DATA TO PROCESS.
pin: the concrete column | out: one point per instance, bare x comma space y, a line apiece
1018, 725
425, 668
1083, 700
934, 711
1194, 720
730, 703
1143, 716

--

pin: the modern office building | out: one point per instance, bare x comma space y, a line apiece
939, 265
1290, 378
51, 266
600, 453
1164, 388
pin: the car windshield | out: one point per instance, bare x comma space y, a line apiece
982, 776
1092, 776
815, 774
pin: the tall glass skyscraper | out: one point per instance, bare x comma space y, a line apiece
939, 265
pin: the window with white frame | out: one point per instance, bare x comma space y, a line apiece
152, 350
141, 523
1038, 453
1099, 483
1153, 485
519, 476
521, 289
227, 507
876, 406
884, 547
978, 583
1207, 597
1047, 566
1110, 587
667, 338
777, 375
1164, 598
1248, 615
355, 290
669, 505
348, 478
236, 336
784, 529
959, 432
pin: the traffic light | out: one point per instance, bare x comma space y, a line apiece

WHAT YOU WILL DO. Within the listing above, locate the line containing "pin: the modern" and the line containing "pin: the traffic". Reproduce those two lines and all lines between them exactly, with nothing added.

ANSWER TO THIS PROBLEM.
pin: the modern office building | out: one point per instance, bare x comma space y, a line apiece
939, 265
1290, 378
51, 266
600, 453
1164, 388
pin: the car windshield | out: one point per instance, bare x comma space y, a line apiece
982, 776
1092, 776
815, 774
pin: the tall glass skyscraper | out: one point per instance, bare x comma space y, a line apiece
939, 265
pin: the window with white frame | out: one point per instance, bare x comma space y, a line apiece
152, 350
141, 523
1038, 453
1099, 483
1153, 485
519, 476
521, 289
227, 507
876, 406
884, 547
978, 583
1207, 597
1047, 566
1110, 587
667, 338
777, 375
1164, 598
1248, 615
355, 290
669, 505
348, 478
236, 336
784, 529
959, 432
pin: the traffic light | out: one point per instance, bare x comma space y, a line apiece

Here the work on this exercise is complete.